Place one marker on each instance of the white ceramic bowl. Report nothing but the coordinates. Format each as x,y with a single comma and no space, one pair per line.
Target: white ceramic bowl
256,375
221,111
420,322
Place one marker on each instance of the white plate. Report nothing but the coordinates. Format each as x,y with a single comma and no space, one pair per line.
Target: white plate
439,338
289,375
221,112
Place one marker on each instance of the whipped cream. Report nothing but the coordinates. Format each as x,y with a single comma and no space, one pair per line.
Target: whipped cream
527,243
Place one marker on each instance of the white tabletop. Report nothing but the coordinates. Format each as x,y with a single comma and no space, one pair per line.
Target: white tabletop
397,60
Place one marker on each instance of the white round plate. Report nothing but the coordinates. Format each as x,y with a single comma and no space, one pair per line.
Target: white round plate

*-*-*

Return all the data above, unaltered and complete.

--- Your solution ---
Place one marker on each instance of the white ceramic bowl. Report nothing but the coordinates. Format each as x,y with a single comma and no space, one pair per line.
Target: white ceramic bowl
256,375
221,111
420,322
Place one marker on each instance of the white plate. Report nothing but the coordinates. Format each as x,y with a single comma and no space, one pair per line.
Target: white plate
439,338
289,375
221,112
Place one marker on each instance of the whipped cream. Report nothing but the coordinates. Format each as x,y with a single comma and no space, one pair per line.
Target: whipped cream
527,243
Place one marker on each instance of the white tabletop. Report nothing but the coordinates. Format each as x,y with a single comma and no space, one pair per line.
Target: white tabletop
397,60
Place one marker on each instance of the white round plate. Report nothing but the coordinates. Format each as x,y with a single comma and no space, one pair per line.
Target: white round plate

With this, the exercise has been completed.